◆ ACTION À RÉALISER A ◆
D'après l'extrait sur le livre blanc consacré au numérique et à l'écologie, combien de propositions ce livre blanc énonce-t-il ?
◆ ACTION À RÉALISER B ◆
Poursuivez l'extrait sur le livre blanc consacré au numérique et à l'écologie en reprenant après sa dernière phrase.

Ces recommandations à destination des acteurs publics s’articulent autour de 4 axes : La réduction de l’empreinte écologique, l’utilisation du numérique pour mieux concevoir les politiques écologiques, le soutient de l’innovation numérique en faveur de l’écologie, la mobilisation du potentiel des données au service de la transition écologique.

Parmi les 26 propositions énoncées, les auteurs mettent par exemple en avant, les solutions suivantes: 

  • Généraliser l’affichage durabilité sur les équipements numériques; 
  • Rendre obligatoire l’éco-conception des services numériques publiques et des grandes entreprises;
  • Réserver une place dans les programmes d’innovation(s) numérique(s) à des projets innovants focalisés sur la production d’impacts écologiques radicaux;
  • Créer des territoires d’expérimentation numérique et écologique pour accueillir les innovateurs qui veulent collaborer avec les pouvoirs publics.

Ce livre blanc a été remis à Brune Poirson, secrétaire d’état auprès du ministre de la transition écologique et solidaire, ainsi qu’à Mounir Mahjoubi, secrétaire d’état auprès du ministre chargé du Numérique, le 19 mars dernier. [2]

Des résultats concluants mais toutefois perfectibles

Chose dont le pouvoir s’était déjà saisi au travers de la Loi du 17 août 2015 relative à la transition écologique pour la croissance verte. Cette série de dispositions concerne notamment la lutte contre l’obsolescence programmée, le gaspillage des énergies au travers de sa partie IV. Mais cette série affirme également la volonté d’avancer conjointement, de donner aux citoyens, aux entreprises, aux territoires et à l’état les moyens d’agir ensemble pour la transition énergétique, écologique par le numérique.

Les recommandations ne visent pas uniquement le gouvernement, mais également les acteurs publics au sens large. Le livre blanc se veut donc être un outil pour tous. Selon Pascal Canfin, directeur général de WWF France « La prochaine étape, c’est de rentrer en contact avec les personnes en charge dans les collectivités ou les universités, pour pouvoir faire vivre le livre blanc » [3].

◆ ENREGISTREMENTS PRÉSENTÉS ◆
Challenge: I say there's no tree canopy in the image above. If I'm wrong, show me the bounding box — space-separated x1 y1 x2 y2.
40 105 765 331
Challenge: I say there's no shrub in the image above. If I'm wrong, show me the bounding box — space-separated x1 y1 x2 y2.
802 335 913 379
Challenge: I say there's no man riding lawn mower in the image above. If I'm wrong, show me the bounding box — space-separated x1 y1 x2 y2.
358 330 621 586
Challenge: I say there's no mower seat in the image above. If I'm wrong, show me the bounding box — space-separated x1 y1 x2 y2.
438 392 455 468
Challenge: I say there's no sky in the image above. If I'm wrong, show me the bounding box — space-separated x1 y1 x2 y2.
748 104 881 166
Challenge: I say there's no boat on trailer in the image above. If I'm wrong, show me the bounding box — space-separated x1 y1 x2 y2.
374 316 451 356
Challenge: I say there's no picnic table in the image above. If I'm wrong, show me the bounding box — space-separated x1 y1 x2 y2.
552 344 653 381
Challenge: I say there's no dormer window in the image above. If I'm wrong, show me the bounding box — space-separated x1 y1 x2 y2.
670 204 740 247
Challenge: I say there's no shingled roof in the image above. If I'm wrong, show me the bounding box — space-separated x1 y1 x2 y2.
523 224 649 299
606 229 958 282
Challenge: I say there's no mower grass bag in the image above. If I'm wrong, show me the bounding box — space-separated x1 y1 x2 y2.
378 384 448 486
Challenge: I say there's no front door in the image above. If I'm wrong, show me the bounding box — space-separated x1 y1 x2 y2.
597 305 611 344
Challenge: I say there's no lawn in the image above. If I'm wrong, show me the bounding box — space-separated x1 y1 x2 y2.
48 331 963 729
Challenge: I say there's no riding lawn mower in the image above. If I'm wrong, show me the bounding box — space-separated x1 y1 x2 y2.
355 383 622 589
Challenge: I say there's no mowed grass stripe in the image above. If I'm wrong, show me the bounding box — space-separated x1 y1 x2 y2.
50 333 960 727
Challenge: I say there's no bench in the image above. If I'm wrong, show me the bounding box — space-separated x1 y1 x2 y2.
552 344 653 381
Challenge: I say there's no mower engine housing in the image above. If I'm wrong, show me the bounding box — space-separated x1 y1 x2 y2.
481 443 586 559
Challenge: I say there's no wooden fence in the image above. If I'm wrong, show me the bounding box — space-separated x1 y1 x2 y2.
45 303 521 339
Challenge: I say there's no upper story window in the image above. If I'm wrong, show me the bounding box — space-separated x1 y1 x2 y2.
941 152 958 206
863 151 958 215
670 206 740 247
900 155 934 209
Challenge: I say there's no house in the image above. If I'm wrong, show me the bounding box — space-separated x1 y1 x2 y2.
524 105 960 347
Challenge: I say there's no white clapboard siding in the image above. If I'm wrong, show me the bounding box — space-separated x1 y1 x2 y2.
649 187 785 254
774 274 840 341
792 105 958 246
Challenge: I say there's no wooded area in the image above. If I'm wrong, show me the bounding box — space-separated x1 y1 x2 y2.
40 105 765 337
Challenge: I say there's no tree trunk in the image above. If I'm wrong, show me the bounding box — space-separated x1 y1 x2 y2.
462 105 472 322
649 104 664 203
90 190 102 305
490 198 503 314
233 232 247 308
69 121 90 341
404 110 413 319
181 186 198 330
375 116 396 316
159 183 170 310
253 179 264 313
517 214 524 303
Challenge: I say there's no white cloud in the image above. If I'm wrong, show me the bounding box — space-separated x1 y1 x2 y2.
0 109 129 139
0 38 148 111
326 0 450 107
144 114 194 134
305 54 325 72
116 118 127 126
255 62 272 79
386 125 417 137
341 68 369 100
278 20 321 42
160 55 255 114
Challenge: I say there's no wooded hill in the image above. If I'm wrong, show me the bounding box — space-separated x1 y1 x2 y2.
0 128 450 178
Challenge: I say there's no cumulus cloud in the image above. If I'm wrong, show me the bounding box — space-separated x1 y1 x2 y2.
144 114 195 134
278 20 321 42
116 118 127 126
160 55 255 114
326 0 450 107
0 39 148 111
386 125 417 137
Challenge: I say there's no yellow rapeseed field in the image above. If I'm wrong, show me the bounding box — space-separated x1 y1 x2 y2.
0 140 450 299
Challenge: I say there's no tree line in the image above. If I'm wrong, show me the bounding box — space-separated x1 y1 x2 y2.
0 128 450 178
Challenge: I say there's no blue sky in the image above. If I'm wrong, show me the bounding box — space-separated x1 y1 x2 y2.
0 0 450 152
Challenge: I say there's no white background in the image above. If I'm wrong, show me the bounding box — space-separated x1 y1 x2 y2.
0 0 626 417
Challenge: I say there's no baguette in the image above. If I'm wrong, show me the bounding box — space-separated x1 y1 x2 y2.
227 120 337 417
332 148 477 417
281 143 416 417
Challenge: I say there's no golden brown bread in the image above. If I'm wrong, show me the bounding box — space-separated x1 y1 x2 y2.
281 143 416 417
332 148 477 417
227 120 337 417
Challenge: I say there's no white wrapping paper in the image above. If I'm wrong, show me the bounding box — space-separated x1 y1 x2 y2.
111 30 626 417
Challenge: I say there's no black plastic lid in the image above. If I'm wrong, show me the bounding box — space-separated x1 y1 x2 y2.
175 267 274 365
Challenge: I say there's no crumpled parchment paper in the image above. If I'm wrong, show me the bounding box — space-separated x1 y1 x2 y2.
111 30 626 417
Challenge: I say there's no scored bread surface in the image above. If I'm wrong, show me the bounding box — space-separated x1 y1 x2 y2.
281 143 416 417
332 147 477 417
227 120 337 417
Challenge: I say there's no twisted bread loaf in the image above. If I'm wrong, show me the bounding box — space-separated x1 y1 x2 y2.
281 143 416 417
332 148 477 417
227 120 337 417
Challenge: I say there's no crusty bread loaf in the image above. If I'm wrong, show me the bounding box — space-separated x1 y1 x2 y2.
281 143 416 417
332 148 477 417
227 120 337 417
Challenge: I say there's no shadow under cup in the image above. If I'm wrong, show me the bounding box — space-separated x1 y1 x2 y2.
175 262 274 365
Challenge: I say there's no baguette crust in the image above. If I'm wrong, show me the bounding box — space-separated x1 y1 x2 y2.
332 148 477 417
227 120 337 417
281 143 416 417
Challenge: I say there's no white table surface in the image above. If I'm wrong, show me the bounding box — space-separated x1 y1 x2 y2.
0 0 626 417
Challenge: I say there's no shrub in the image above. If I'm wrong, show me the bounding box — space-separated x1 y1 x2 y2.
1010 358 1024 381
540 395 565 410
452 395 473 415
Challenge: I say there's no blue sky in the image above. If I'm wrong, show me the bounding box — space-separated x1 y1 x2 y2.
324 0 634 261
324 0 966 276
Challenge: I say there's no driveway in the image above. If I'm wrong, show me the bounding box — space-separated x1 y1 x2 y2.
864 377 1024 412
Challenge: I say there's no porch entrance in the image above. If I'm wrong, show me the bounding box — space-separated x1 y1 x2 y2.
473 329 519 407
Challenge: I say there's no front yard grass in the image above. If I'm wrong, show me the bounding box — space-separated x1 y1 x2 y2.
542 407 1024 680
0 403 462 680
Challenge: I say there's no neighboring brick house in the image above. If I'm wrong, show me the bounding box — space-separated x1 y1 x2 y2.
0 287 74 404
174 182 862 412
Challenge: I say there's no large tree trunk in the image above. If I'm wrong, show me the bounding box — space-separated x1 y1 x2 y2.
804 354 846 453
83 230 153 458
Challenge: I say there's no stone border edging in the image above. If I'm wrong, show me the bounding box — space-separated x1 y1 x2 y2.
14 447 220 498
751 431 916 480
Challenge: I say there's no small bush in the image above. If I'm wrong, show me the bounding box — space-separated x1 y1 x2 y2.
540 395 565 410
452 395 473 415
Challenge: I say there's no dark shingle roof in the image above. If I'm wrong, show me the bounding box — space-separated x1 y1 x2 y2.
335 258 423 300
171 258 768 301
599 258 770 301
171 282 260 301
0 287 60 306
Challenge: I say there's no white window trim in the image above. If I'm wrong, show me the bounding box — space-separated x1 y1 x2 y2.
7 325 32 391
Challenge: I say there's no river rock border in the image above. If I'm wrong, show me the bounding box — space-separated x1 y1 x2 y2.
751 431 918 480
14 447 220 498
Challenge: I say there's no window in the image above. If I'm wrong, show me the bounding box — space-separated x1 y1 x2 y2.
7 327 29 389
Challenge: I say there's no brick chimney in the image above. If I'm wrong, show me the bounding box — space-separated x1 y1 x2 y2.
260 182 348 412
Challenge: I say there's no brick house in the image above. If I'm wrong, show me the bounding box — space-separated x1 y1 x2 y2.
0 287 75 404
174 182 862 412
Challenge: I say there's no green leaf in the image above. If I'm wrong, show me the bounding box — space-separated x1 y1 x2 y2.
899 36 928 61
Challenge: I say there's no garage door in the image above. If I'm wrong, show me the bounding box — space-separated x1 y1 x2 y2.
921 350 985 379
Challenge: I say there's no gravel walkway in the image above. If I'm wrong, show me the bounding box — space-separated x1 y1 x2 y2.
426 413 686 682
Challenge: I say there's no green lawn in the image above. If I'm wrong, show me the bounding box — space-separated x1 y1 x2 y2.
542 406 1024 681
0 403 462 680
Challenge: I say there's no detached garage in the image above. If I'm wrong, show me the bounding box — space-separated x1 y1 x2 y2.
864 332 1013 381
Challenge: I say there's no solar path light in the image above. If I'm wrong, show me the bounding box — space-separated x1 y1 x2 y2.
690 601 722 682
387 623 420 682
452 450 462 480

◆ RÉPONSE ATTENDUE A ◆
Il énonce 26 propositions.

◆ RÉPONSE ATTENDUE B ◆
Comme nous avons pu le voir, il apparaît que des projets voient le jour sous l’impulsion de cette mobilisation en faveur de la convergence de la transition numérique et de la transition écologique, mais ces projets semblent encore avoir du mal à se banaliser dans toutes les strates des pouvoirs publics. Comme nous avons pu le voir, ces projets s’implantent dans les grosses administrations, à l’échelle nationale, par des projets mais également par des inscriptions plus durables, au travers des lois. Cette implication prend par également à l’échelle régionale, mais il est plus difficile de voir fleurir ce genre de projet d’ampleur à l’échelle locale. Il faut néanmoins laisser du temps à tous les acteurs pour pouvoir s’emparer du sujet à sa manière, et pour trouver la façon d’intégrer la question du développement durable, dans le cadre de ma transition numérique, à leurs champs d’actions.

BIBLIOGRAPHIE

[1] KAPLAN D., FRANCOU R. Faire converger les transitions numérique et écologique. Annales des Mines – Responsabilité et environnement. 2017/3 (N° 87), p. 13-16.

[2] [3] COUDERT G. Un livre blanc pour que développement du numérique et écologie ne soient plus incompatibles. [En ligne] 2019 [Consulté le 12 avril 2019] Disponible à l’adresse: www.linfodurable.com

IDDRI, FING, WWF FRANCE, GREENIT.FR. Livre blanc Numérique et Environnement. [en ligne] 2018. [Consulté le 10 avril 2019] Disponible à l’adresse : https://www.iddri.org/sites/default/files/PDF/Publications/Catalogue%20Iddri/Rapport/livre%20blan c%20num%C3%A9rique%20%C3%A9cologie.pdf

SERVEILLE H., et LAVERGNE R. Introduction .Annales des Mines – Responsabilité et environnement. 2017/3 (N° 87), p. 8-10.